-- begin --

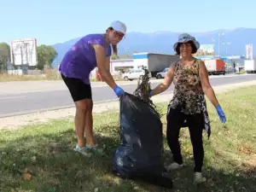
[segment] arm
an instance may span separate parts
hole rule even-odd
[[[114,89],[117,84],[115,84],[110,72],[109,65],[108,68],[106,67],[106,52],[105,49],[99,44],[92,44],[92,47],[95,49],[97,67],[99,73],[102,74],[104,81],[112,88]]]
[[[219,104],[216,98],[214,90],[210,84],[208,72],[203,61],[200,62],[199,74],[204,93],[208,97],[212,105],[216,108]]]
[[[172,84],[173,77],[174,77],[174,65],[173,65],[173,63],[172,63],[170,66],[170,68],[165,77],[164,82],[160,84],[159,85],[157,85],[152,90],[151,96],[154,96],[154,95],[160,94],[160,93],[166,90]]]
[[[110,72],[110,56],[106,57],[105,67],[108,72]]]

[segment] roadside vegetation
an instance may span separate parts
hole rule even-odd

-- end --
-- begin --

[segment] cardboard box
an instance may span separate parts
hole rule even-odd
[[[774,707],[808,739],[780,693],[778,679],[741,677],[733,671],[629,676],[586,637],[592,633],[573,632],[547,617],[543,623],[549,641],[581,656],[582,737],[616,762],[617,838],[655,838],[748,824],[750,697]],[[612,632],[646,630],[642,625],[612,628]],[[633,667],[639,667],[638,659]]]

-- end --

■ **PROBLEM STATEMENT**:
Write out again every line in the stretch above, from the line containing "[segment] arm" through the line containing "[[[110,72],[110,56],[106,57],[105,67],[108,72]]]". Multiply each polygon coordinate by 2.55 and round it to a whole number, with halves rounded up. Keep all other text unchanged and give only these lines.

■ **TASK RESULT**:
[segment] arm
an instance may span separate parts
hole rule even-odd
[[[291,227],[298,214],[293,214],[281,184],[278,166],[275,173],[270,171],[270,133],[268,125],[252,112],[235,112],[235,120],[242,125],[247,171],[252,186],[260,189],[265,207],[286,224]]]
[[[558,265],[551,250],[546,230],[536,214],[530,184],[518,156],[510,158],[507,189],[520,237],[530,247],[541,268],[551,275]]]
[[[439,214],[441,196],[444,196],[444,166],[441,166],[441,161],[439,161],[434,168],[434,173],[421,196],[418,209],[408,214],[405,217],[400,217],[388,230],[385,245],[393,245],[393,242],[408,240],[408,237],[423,230]]]
[[[281,184],[281,143],[270,145],[268,171],[275,184]]]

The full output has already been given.